[[ Records supplied, beginning ]]
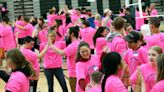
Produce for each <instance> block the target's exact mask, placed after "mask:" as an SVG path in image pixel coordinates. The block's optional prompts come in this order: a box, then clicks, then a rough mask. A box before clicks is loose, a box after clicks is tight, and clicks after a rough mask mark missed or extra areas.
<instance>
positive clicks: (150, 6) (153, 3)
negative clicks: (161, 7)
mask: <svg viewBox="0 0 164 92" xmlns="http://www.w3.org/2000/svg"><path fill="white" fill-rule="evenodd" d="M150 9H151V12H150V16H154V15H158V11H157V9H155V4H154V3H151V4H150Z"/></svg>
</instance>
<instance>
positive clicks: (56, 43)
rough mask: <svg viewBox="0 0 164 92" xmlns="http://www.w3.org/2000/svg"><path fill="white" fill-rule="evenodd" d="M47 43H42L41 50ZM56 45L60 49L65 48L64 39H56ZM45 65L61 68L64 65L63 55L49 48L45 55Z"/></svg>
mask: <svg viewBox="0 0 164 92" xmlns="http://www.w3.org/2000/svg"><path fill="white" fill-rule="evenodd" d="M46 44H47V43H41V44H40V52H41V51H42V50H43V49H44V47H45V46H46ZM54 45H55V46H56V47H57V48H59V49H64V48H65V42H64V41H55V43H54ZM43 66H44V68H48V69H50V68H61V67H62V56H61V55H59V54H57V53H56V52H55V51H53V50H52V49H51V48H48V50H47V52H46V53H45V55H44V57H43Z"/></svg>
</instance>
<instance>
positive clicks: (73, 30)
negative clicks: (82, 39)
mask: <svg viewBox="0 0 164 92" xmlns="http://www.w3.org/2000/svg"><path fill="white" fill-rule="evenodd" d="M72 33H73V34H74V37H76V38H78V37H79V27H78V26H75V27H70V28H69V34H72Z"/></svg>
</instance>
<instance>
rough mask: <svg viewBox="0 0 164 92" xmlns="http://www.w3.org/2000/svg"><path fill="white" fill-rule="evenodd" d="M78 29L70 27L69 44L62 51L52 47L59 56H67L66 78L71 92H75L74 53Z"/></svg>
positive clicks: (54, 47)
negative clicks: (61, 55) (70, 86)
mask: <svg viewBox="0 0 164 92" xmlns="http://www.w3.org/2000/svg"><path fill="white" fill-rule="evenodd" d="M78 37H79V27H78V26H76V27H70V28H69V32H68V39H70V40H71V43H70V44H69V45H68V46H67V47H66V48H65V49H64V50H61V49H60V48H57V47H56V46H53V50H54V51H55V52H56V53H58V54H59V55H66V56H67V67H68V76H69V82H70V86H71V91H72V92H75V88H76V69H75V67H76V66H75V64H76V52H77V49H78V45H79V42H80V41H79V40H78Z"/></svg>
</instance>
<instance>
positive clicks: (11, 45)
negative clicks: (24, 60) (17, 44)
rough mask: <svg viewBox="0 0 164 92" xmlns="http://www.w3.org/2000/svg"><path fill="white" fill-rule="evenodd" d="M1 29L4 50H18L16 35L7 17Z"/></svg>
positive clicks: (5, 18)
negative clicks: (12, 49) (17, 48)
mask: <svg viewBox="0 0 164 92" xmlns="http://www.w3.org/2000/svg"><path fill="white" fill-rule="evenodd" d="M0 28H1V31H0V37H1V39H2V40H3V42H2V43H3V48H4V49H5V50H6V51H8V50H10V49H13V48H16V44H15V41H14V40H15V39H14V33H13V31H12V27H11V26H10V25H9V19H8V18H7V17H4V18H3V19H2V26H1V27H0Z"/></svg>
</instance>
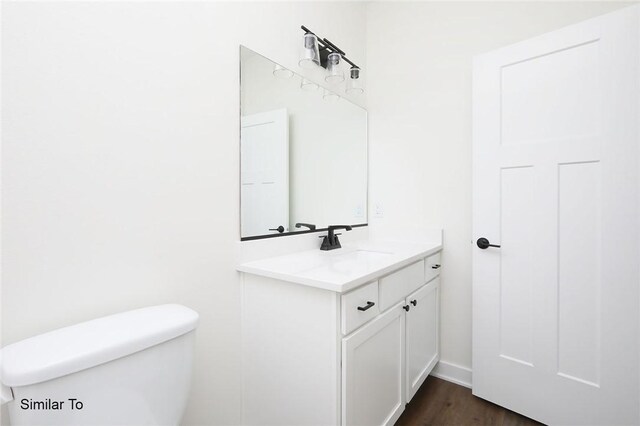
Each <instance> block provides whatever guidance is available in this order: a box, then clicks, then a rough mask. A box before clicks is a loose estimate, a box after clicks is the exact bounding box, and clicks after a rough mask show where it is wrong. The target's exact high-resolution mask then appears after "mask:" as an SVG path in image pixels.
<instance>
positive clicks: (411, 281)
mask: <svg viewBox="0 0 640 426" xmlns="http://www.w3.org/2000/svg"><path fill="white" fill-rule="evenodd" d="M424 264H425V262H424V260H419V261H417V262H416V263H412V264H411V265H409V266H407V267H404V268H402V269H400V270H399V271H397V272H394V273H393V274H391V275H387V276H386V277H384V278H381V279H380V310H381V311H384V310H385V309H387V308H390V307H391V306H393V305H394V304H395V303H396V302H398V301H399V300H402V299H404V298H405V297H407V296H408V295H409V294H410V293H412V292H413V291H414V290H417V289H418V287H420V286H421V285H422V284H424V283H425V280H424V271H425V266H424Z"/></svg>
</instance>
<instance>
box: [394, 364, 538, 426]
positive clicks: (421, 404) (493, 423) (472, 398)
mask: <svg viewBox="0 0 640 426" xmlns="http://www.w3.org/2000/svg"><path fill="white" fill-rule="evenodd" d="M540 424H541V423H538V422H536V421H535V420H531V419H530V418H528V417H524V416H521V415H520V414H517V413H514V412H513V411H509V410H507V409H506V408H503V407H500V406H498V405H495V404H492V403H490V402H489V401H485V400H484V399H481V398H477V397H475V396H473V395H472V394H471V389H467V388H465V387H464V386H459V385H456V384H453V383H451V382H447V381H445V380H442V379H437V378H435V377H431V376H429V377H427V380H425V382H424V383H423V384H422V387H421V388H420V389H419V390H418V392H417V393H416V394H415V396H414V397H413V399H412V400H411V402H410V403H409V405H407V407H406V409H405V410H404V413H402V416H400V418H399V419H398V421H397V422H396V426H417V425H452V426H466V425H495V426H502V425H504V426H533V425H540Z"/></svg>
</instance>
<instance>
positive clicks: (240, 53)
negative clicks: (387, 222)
[[ Records supplied, end ]]
What you are asked to do: List every line of the records above that contains the word "negative".

Task answer:
negative clicks: (161, 7)
negative clicks: (82, 39)
negative clicks: (61, 55) (70, 86)
negative clicks: (24, 60) (17, 44)
negative clicks: (12, 49) (17, 48)
negative clicks: (387, 222)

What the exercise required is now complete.